─── ITEMS ───

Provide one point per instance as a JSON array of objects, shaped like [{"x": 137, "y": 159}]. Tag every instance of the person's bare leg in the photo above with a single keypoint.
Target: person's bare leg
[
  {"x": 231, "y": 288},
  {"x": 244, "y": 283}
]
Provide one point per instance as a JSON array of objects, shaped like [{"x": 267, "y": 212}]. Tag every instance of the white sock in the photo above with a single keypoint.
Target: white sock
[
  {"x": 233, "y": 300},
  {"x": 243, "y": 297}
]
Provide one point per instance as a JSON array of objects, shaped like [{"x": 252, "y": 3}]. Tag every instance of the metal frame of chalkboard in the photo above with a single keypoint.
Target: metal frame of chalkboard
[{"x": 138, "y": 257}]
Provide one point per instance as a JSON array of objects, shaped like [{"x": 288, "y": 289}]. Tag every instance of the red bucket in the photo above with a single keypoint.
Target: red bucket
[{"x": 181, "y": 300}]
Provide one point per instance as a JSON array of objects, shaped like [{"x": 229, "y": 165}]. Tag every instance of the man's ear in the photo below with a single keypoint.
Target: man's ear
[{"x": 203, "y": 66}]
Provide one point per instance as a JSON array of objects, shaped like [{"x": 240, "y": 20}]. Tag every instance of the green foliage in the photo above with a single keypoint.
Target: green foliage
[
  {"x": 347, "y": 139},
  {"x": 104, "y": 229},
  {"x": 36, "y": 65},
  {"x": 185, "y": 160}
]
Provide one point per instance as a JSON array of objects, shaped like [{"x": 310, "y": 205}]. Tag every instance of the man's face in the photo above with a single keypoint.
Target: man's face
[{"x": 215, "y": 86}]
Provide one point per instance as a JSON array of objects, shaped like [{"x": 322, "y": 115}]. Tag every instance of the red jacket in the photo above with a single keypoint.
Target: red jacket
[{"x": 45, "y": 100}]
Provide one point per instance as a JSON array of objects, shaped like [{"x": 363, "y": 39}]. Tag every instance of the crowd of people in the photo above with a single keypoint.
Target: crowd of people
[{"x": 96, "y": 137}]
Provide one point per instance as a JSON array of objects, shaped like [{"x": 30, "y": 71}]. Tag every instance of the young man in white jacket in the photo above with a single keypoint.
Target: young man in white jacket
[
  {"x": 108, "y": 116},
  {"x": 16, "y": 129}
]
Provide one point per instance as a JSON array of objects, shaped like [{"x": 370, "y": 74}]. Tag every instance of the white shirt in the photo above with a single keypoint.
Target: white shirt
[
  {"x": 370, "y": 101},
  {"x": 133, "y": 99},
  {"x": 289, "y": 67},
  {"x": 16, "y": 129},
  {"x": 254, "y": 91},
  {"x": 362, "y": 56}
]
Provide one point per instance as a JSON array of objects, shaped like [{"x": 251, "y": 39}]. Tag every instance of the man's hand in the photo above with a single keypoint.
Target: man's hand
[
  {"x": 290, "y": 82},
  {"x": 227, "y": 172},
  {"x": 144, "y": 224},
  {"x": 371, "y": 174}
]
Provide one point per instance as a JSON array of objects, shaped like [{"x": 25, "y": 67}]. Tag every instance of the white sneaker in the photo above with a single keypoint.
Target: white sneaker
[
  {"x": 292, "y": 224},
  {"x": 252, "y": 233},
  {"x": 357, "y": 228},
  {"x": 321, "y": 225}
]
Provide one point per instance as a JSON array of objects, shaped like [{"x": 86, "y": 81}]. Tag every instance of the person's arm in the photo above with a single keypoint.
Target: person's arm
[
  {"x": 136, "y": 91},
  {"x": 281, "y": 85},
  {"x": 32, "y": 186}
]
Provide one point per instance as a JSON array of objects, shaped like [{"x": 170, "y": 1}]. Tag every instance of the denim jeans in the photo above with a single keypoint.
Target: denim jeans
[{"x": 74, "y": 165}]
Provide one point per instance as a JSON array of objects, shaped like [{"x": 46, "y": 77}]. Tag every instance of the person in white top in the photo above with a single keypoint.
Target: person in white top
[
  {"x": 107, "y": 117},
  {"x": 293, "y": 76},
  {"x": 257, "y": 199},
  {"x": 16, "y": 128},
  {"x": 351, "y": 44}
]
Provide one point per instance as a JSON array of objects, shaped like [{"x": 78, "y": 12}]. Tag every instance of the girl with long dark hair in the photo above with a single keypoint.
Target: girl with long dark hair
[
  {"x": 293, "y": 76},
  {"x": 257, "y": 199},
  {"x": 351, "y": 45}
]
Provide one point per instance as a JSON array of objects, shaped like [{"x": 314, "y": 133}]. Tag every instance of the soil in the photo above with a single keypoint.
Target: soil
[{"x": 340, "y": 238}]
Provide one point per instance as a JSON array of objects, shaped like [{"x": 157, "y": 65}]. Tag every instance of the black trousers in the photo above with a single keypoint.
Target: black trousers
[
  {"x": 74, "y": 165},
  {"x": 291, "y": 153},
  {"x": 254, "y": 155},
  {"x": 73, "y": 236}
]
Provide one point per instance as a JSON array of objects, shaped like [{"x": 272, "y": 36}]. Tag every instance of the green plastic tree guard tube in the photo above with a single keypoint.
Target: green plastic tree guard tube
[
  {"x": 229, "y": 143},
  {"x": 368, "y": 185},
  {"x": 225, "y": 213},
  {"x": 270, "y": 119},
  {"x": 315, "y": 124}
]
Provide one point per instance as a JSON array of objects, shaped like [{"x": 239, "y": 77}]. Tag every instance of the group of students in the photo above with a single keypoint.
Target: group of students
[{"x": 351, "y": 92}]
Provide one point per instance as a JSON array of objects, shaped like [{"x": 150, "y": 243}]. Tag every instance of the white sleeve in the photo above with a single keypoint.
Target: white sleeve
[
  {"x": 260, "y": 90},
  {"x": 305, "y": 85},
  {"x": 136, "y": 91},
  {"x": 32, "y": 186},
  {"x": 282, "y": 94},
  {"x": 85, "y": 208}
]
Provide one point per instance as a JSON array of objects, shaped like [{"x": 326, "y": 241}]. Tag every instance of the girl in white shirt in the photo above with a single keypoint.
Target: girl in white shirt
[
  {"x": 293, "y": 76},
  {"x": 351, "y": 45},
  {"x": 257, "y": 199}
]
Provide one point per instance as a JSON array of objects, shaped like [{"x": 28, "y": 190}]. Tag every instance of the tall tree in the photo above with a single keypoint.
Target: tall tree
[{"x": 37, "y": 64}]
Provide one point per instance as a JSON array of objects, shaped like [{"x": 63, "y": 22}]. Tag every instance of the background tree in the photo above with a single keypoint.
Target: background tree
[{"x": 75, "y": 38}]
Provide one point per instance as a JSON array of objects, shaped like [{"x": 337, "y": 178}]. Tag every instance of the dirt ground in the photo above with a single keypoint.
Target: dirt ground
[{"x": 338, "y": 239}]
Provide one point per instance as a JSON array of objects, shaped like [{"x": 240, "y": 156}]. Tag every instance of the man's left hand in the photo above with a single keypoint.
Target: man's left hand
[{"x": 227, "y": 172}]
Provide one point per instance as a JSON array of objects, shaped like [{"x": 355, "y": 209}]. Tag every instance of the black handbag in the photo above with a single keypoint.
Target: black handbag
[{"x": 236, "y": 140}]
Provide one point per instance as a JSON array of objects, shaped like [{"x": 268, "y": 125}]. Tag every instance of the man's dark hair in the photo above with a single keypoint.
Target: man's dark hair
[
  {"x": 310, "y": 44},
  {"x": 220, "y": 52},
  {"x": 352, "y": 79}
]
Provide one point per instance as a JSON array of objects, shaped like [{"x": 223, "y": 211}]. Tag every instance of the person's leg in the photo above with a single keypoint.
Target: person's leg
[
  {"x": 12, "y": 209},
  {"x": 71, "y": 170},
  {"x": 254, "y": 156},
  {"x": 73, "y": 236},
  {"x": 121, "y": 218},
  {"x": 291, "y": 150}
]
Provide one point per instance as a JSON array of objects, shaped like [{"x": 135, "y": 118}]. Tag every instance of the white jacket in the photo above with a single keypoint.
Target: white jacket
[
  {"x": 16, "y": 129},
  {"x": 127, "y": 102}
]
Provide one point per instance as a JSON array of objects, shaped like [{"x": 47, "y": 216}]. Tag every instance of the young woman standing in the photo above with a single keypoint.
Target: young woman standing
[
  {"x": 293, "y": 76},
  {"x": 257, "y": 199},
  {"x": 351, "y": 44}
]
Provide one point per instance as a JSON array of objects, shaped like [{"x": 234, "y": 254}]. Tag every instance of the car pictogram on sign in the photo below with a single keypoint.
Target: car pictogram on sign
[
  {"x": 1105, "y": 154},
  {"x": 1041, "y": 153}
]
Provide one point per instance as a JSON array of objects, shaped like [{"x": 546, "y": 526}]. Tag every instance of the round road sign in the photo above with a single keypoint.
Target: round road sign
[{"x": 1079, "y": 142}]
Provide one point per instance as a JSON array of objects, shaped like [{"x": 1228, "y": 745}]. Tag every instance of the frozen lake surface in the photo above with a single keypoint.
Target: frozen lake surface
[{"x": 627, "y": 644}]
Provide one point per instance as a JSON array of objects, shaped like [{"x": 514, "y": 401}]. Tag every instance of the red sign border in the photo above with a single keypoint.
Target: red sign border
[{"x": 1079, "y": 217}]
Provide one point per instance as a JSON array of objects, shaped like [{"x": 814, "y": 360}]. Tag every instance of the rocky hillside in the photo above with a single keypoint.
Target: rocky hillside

───

WRITTEN INSTRUCTION – Return exactly the lines of the data, and only those, from the line with "of the round" through the last line, inclusive.

FINISHED EXERCISE –
Provide one point per instance as a JSON array of objects, shaped like [{"x": 546, "y": 526}]. Tag every instance of the round road sign in the photo above with a single keypoint.
Target: round road sign
[{"x": 1079, "y": 142}]
Provide one point per instance as a JSON array of objects, shaped like [{"x": 1228, "y": 745}]. Tag every instance of the frozen lake surface in the photo above with a single keypoint.
Target: frozen lake surface
[{"x": 627, "y": 644}]
Provide one point per instance as a JSON array of objects, shaped like [{"x": 514, "y": 401}]. Tag every instance of the red sign border in the photo above with a single keypoint.
Target: red sign border
[{"x": 1079, "y": 217}]
Provide one point per instance as a JSON array of objects, shaped like [{"x": 814, "y": 360}]. Tag every instance of the rocky hillside in the photo above with a single keypoint.
Target: rocky hillside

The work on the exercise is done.